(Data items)
┏━━

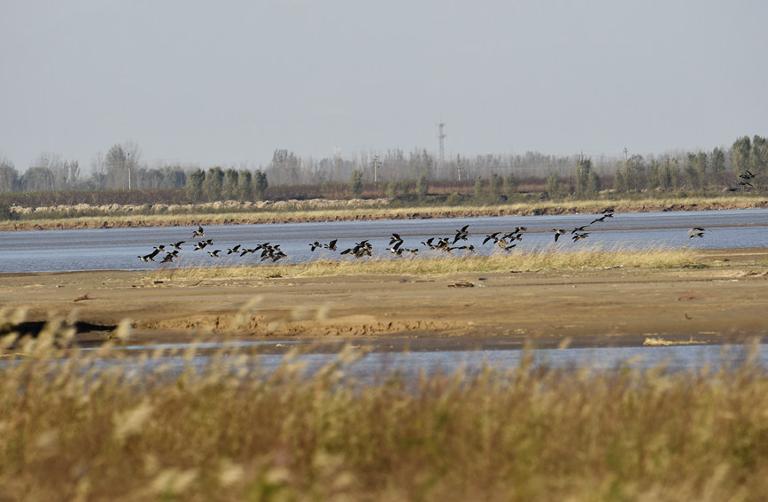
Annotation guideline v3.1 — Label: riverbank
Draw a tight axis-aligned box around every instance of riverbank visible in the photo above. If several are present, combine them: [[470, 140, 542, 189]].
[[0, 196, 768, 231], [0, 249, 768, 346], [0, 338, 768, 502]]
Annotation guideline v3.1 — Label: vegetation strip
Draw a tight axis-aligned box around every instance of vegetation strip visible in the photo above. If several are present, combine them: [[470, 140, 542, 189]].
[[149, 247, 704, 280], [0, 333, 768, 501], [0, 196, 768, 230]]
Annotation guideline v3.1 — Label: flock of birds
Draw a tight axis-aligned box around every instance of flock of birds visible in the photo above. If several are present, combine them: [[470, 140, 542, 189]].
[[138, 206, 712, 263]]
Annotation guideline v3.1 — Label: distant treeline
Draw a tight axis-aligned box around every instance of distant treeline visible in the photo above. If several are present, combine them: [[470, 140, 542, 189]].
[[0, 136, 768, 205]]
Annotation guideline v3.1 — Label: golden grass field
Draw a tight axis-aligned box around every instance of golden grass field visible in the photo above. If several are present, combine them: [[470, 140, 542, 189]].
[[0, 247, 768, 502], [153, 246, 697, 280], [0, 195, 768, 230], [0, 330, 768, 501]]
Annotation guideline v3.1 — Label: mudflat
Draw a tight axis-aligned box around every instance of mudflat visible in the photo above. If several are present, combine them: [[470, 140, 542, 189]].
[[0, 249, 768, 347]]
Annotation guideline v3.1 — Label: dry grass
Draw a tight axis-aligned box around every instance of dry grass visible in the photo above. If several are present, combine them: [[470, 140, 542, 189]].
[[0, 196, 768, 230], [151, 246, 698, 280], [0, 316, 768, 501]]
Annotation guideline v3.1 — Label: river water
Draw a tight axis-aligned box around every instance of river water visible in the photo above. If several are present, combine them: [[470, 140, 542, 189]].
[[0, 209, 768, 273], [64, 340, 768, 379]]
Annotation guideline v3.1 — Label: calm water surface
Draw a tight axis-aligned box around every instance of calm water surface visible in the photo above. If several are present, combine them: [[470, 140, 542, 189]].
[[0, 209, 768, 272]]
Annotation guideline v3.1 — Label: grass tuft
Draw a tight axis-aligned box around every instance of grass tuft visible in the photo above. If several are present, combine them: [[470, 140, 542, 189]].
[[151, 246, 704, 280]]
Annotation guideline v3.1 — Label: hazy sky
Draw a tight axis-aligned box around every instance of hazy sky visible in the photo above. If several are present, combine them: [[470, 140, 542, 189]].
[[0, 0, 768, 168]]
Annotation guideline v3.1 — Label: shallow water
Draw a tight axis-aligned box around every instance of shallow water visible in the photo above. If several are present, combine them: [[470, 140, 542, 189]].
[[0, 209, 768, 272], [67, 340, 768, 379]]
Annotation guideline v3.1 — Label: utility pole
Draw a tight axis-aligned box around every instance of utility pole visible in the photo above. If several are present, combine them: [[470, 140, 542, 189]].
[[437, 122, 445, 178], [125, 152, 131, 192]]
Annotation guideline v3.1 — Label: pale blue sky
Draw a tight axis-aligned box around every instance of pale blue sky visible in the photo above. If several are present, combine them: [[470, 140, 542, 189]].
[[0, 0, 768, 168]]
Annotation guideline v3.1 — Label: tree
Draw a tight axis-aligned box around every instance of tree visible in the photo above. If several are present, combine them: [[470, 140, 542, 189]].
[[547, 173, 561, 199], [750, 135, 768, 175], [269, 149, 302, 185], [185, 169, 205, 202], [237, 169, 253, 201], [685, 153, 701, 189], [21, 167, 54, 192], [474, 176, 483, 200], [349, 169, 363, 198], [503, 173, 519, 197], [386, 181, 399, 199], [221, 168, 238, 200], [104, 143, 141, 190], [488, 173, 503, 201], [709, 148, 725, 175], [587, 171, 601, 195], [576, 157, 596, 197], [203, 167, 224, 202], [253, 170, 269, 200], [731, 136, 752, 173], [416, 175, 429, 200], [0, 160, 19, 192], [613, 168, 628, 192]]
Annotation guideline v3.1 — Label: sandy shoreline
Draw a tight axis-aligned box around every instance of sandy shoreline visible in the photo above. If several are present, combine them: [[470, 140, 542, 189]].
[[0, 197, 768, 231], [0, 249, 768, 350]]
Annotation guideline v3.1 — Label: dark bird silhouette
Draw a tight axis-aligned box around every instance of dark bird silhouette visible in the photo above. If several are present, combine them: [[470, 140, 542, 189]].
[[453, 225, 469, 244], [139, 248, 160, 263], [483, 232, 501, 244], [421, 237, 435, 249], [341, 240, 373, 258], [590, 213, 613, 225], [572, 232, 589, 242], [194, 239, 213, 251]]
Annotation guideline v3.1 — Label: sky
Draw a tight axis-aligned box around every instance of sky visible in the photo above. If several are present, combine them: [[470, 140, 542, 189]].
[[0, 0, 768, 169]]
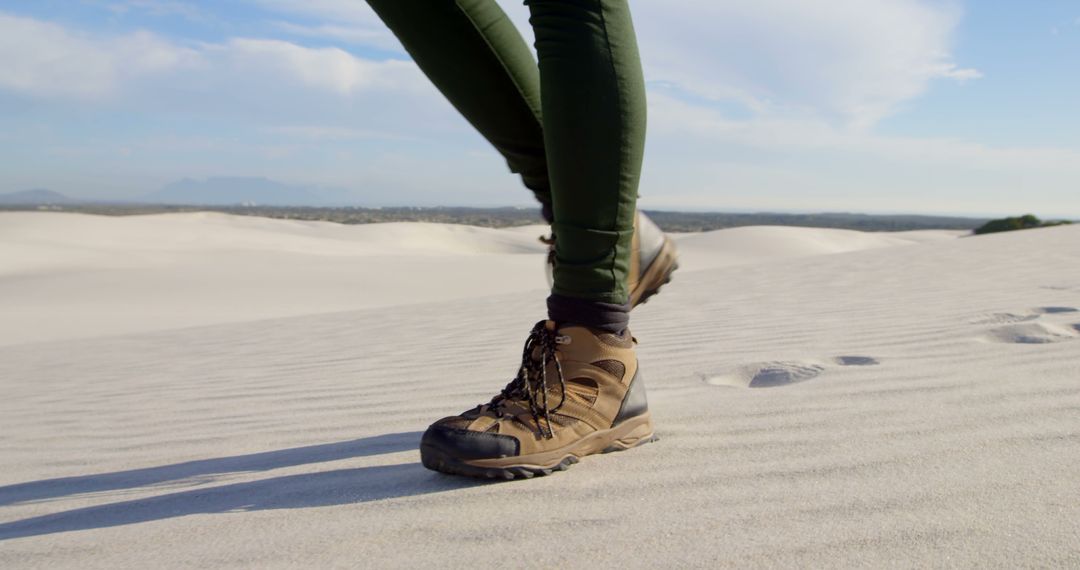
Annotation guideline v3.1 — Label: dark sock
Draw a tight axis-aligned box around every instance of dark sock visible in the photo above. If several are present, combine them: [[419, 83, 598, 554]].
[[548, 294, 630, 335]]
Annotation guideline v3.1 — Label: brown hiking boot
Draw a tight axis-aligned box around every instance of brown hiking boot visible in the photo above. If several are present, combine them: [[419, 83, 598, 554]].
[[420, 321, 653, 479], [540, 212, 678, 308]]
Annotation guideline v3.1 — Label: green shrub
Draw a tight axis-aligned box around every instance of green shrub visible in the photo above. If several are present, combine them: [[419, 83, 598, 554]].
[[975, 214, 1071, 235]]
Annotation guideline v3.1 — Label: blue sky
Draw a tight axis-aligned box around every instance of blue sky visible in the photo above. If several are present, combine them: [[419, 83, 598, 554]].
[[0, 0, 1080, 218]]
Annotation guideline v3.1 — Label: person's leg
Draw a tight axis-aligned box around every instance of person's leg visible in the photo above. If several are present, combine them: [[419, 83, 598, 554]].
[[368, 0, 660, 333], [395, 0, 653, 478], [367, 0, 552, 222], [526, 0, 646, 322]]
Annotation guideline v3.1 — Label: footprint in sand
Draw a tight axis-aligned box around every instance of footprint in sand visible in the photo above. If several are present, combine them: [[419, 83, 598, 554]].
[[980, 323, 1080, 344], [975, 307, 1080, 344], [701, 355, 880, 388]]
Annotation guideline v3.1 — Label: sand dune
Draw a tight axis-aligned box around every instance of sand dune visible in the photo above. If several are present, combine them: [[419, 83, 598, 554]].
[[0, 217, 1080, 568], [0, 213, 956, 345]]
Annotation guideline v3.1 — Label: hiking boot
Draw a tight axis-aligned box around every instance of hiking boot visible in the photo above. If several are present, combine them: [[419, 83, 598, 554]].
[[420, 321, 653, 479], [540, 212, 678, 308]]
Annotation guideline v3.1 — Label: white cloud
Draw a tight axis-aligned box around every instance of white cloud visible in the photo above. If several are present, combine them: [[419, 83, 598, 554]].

┗━━

**Your instructions**.
Could you turn every line of the entries above into a numbered list, skipping any blank lines and leaving the pictures out?

**Task output**.
1. Annotation guideline v3.1 — Label: riverbank
2. Draw a tight axis-aligned box around every instance of riverbank visible in the photo above. If several are present, combine them: [[470, 140, 542, 189]].
3. [[0, 196, 768, 231], [0, 249, 768, 346], [0, 338, 768, 502]]
4. Annotation guideline v3.1 — Label: vegetation strip
5. Draw a tight axis-aligned box around every instance of vegetation strip visible in the photo above. If several are present, combine them: [[470, 140, 542, 189]].
6. [[149, 247, 704, 280], [0, 333, 768, 501], [0, 196, 768, 230]]
7. Annotation guideline v3.1 — Label: flock of birds
8. Draw a tight axis-aligned box around every instance of flock of birds visible in the photo above. If several are present, combine them: [[470, 140, 542, 189]].
9. [[138, 206, 712, 263]]
10. Annotation guideline v3.1 — Label: distant treeline
11. Draw a tight axis-aligned box around every instance of distant treeline visible in the photo above. If several are present, combine them: [[470, 140, 542, 189]].
12. [[0, 136, 768, 205]]
13. Annotation guideline v3.1 — Label: golden grass field
14. Draw a tight axis-aligned box around every instance of golden grass field visible in the photo above. If several are present, combine them: [[470, 140, 542, 189]].
15. [[0, 247, 768, 502], [153, 246, 697, 280], [0, 195, 768, 230], [0, 330, 768, 501]]
16. Annotation guideline v3.1 — Label: mudflat
17. Draw a tight axis-aligned box around every instance of mudflat visible in the photo above. If several are present, combine them: [[470, 140, 542, 189]].
18. [[0, 249, 768, 347]]
19. Annotation guideline v3.1 — Label: dry grass
20. Draw a tight axis-aligned box around every instance of dry grass visible in the photo above. If several are present, combine them: [[470, 140, 542, 189]].
21. [[0, 196, 768, 230], [151, 246, 698, 280], [0, 316, 768, 501]]
22. Annotation guideline v3.1 — Label: river water
23. Draw a tight axis-aligned box around every instance of river water visible in the photo above. If several are present, combine them: [[470, 140, 542, 189]].
24. [[0, 209, 768, 273], [64, 340, 768, 379]]
25. Annotation guideline v3.1 — Label: calm water surface
26. Draw a tight axis-aligned box around every instance of calm water surface visible in the photo above. If several are present, combine them: [[470, 140, 542, 189]].
27. [[0, 209, 768, 272]]
28. Annotation guideline v3.1 — Label: grass tuft
29. Draw a tight axis-aligned box around every instance of grass tuft visible in the photo above. If several are present, combine them: [[470, 140, 542, 189]].
30. [[151, 246, 704, 280]]
31. Annotation guideline v3.1 — Label: hazy sky
32. Draw a tight axis-aligned box around every instance of hazy sky visible in the photo above. If several are present, combine them: [[470, 140, 542, 189]].
33. [[0, 0, 768, 168]]
34. Annotation guideline v3.1 — Label: shallow water
35. Draw a tight axis-aligned box around every instance of shallow water visible in the photo above. If several are present, combine them: [[470, 140, 542, 189]].
36. [[0, 209, 768, 272], [67, 340, 768, 379]]
37. Annotation guideline v3.1 — Label: utility pole
38. Draw a tight axis-aligned box around every instance of utility pole visible in the photo above. If several are present, combine them: [[470, 140, 542, 189]].
39. [[437, 122, 445, 178], [125, 152, 131, 192]]
40. Annotation guideline v3.1 — Label: pale blue sky
41. Draw a tight axis-aligned box around every instance of pale blue sky visible in the photo above. If several are present, combine them: [[470, 140, 542, 189]].
42. [[0, 0, 768, 168]]
43. Annotation guideline v3.1 — Label: tree
44. Draw a tight axis-aligned box around every instance of tree visible in the photo above. If several are present, combine them: [[470, 140, 542, 189]].
45. [[547, 173, 561, 199], [750, 135, 768, 175], [269, 149, 302, 185], [185, 169, 205, 202], [237, 169, 253, 201], [685, 153, 701, 189], [21, 167, 54, 192], [474, 176, 483, 200], [349, 169, 363, 198], [503, 173, 519, 197], [386, 181, 399, 199], [221, 168, 238, 200], [104, 143, 141, 190], [488, 173, 503, 201], [709, 148, 725, 175], [587, 171, 601, 195], [576, 157, 596, 197], [203, 167, 224, 202], [253, 170, 269, 200], [731, 136, 752, 173], [416, 175, 429, 200], [0, 160, 19, 192], [613, 168, 628, 192]]
46. Annotation guideline v3.1 — Label: sandy shoreline
47. Draw a tight axis-aligned box around every instance of sandy shoreline visible in the photo above. If several are present, combine them: [[470, 140, 542, 189]].
48. [[0, 197, 768, 231], [0, 249, 768, 350]]
49. Annotation guideline v3.1 — Label: dark bird silhouette
50. Draw a tight axis-aligned box around every instance of dark bird silhouette visible in the photo above. If several are present, combine them: [[470, 140, 542, 189]].
51. [[453, 225, 469, 244], [139, 248, 160, 263], [483, 232, 501, 244], [421, 237, 435, 249], [341, 240, 373, 258], [590, 213, 613, 225], [572, 232, 589, 242], [194, 239, 213, 251]]
52. Annotation guideline v3.1 — Label: sky
53. Draw a tight axis-aligned box around every instance of sky visible in the photo above. If several are present, combine them: [[470, 140, 542, 189]].
54. [[0, 0, 768, 169]]
55. Annotation guideline v3.1 — Label: dark sock
56. Draw a tight axis-aligned box around every instance of dark sock visible in the photo above. If several are present, combine them: [[419, 83, 598, 554]].
57. [[548, 294, 630, 335]]
58. Annotation guideline v3.1 — Label: brown hiking boot
59. Draw a tight axis-aligned box around every instance of brown hiking boot visible in the photo above. If several are present, combine them: [[419, 83, 598, 554]].
60. [[420, 321, 653, 479], [540, 212, 678, 308]]
61. Annotation guideline v3.1 — Label: green shrub
62. Draw a tight axis-aligned box around every instance of green shrub visible in the photo above. If several are present, combine them: [[419, 83, 598, 554]].
63. [[975, 214, 1071, 235]]
64. Annotation guideline v3.1 — Label: blue sky
65. Draw a tight axis-aligned box around every instance of blue sky visible in the photo above. If several are present, combine them: [[419, 83, 598, 554]].
66. [[0, 0, 1080, 218]]
67. Annotation guideline v3.1 — Label: person's leg
68. Draw a tight axis-aligned box around every instance of person's leg visible in the photo above. If several are present, combine them: [[419, 83, 598, 554]].
69. [[368, 0, 660, 333], [395, 0, 653, 478], [367, 0, 552, 222], [526, 0, 646, 322]]
70. Annotation guideline v3.1 — Label: footprint in sand
71. Draw a tight axis-aligned box around every instance of footprint in sand visible in the photo above. If several are present, combine them: [[419, 83, 598, 554]].
72. [[980, 323, 1080, 344], [975, 307, 1080, 344], [701, 355, 880, 388]]
73. Annotation guideline v3.1 — Label: sand dune
74. Draw a tight axis-aligned box around every instance of sand dune visible in the photo above. If several are present, combine them: [[419, 83, 598, 554]].
75. [[0, 217, 1080, 568], [0, 213, 956, 345]]
76. Annotation guideline v3.1 — Label: hiking boot
77. Draw a tight axis-aligned box around every instance of hiking boot visible in the photo above. If several are present, combine them: [[419, 83, 598, 554]].
78. [[420, 321, 653, 479], [540, 212, 678, 308]]
79. Annotation guideline v3.1 — Label: white cloud
80. Draw a tight axis-aligned box around every instance of white cloud visible in the photo above. If several are present, combine them: [[419, 83, 598, 554]].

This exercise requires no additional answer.